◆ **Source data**
= = = = = = =

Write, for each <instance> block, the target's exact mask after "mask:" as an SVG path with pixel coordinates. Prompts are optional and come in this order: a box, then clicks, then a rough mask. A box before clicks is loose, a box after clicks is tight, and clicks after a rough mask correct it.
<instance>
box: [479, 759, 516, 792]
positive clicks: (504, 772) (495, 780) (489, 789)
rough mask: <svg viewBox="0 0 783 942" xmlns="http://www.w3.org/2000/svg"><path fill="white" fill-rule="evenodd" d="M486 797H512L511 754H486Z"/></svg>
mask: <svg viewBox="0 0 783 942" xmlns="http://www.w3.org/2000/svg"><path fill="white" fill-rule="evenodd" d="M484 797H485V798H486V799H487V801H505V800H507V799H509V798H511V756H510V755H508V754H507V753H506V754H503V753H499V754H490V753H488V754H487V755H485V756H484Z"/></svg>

= = = = = = =

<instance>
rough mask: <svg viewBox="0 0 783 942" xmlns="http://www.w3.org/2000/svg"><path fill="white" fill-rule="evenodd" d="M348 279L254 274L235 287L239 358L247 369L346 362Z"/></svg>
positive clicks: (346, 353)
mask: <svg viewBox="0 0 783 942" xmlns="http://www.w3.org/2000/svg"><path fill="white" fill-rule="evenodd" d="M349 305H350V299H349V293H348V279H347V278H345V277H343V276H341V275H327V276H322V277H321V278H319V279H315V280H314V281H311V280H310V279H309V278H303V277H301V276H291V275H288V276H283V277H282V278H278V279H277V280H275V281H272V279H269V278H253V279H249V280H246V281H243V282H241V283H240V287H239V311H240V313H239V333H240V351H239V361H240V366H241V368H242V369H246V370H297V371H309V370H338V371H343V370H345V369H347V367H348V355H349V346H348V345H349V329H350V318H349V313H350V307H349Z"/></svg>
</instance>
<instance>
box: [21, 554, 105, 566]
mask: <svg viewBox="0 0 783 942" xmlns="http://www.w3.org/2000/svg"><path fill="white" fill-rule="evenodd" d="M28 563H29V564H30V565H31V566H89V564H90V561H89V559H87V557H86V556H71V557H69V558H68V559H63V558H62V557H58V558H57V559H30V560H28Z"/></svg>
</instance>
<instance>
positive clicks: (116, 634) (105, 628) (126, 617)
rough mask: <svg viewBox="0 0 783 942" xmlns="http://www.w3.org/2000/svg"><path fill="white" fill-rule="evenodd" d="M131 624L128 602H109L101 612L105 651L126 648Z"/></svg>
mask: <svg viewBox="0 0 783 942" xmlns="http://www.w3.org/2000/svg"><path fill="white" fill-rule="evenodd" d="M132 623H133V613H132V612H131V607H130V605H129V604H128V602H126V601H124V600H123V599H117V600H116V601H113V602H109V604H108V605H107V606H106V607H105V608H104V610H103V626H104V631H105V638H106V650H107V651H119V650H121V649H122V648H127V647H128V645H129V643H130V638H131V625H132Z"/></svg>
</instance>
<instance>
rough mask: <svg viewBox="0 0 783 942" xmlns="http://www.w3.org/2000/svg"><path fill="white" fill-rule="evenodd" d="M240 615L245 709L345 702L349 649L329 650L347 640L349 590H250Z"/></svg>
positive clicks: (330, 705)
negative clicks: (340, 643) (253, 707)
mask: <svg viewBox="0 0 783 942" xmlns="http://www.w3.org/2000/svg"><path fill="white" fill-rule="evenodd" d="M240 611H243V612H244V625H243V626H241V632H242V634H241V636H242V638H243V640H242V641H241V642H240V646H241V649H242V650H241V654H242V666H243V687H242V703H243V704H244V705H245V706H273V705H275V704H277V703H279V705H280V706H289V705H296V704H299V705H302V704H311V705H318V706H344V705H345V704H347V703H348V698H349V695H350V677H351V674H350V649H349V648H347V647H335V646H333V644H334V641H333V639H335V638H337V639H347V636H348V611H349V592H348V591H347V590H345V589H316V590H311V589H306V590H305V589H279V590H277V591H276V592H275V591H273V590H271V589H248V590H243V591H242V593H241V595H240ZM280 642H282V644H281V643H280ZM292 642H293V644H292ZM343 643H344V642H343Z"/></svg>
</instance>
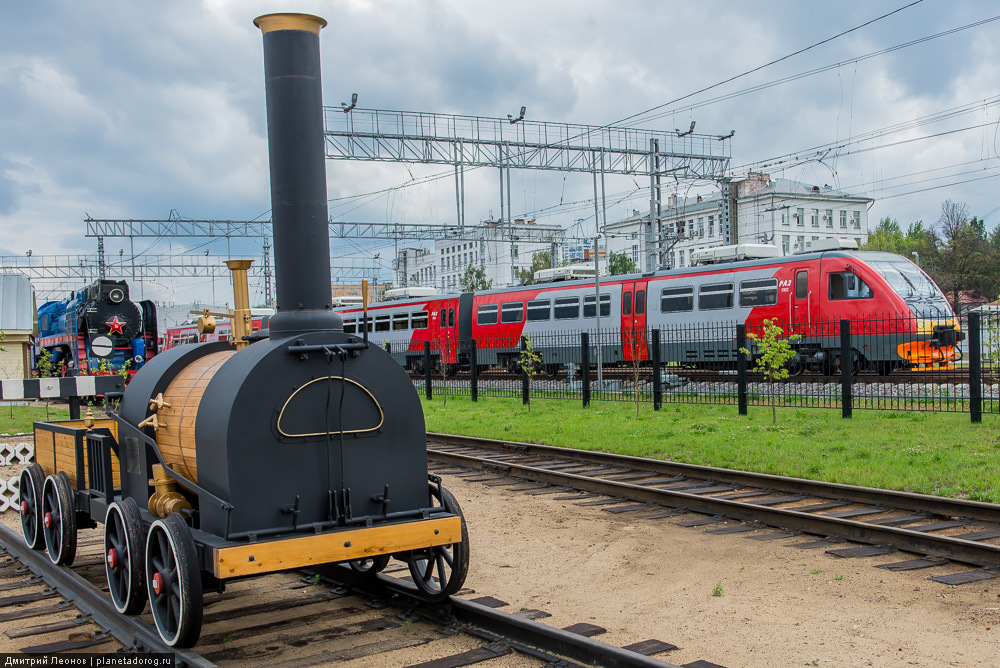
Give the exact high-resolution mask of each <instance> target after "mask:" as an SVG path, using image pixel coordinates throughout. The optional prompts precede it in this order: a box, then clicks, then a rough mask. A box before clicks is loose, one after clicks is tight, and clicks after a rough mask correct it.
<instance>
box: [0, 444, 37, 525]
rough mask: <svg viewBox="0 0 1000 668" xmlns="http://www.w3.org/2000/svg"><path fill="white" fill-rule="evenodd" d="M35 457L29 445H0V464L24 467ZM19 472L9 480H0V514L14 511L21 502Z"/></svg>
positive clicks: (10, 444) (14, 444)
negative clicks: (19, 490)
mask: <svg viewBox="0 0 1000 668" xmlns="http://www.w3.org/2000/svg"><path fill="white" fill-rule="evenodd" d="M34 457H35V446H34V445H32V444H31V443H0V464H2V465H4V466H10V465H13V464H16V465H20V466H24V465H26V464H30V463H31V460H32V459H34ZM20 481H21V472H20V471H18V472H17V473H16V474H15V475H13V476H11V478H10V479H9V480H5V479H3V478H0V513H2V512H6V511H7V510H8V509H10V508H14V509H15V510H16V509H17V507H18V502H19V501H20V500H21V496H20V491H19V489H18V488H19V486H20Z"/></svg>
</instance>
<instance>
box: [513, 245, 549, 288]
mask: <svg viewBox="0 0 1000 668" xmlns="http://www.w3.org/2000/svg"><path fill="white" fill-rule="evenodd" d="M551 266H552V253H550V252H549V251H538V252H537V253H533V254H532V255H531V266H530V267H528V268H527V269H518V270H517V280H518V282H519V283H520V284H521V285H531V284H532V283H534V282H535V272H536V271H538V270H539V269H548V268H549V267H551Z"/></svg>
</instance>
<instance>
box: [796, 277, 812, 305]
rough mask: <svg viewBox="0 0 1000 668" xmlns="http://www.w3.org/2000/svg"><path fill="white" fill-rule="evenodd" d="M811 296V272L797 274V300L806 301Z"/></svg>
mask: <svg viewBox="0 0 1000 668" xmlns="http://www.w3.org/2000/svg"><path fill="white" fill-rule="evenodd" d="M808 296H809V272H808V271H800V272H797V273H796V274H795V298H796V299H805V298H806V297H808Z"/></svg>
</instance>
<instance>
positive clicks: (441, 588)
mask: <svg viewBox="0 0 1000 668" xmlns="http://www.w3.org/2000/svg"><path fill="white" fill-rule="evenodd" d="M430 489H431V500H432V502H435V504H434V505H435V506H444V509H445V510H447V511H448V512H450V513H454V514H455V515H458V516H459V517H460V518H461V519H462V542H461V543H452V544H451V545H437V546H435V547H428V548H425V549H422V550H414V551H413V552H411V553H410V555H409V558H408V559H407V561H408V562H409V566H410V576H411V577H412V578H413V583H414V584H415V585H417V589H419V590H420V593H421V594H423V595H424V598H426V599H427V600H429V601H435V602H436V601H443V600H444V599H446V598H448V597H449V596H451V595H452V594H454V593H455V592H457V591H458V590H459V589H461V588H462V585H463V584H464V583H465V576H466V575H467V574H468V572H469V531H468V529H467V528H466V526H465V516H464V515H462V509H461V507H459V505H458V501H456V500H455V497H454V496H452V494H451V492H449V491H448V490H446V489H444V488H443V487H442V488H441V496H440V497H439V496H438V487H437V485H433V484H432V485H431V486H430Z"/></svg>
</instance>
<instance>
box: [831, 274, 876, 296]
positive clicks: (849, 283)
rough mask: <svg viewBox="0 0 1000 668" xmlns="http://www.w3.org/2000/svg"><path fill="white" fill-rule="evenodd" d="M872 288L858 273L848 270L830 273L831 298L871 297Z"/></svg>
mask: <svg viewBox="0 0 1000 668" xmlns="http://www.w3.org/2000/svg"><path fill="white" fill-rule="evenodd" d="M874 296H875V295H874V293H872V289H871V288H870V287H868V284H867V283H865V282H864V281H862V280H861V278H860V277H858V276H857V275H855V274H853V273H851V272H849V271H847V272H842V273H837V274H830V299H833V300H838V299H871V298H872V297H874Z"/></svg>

= = = = = = =

◆ **WHAT THE EXERCISE ASKS**
Set down precisely the lines above between the line holding "Write, for each" and the line holding "positive clicks: (504, 772)", inclusive, and nothing beyond them.

◆ **ANSWER BELOW**
Write, for each <instance> block, the target's exact mask after "mask:" as an SVG path with pixel coordinates. Prompts are optional and come in this order: a box, then clicks, then a rough mask. A box before clicks is loose, a box after clicks is tight, and clicks after a rough mask correct it.
<instance>
box: [479, 759, 516, 792]
positive clicks: (504, 772) (495, 780) (489, 789)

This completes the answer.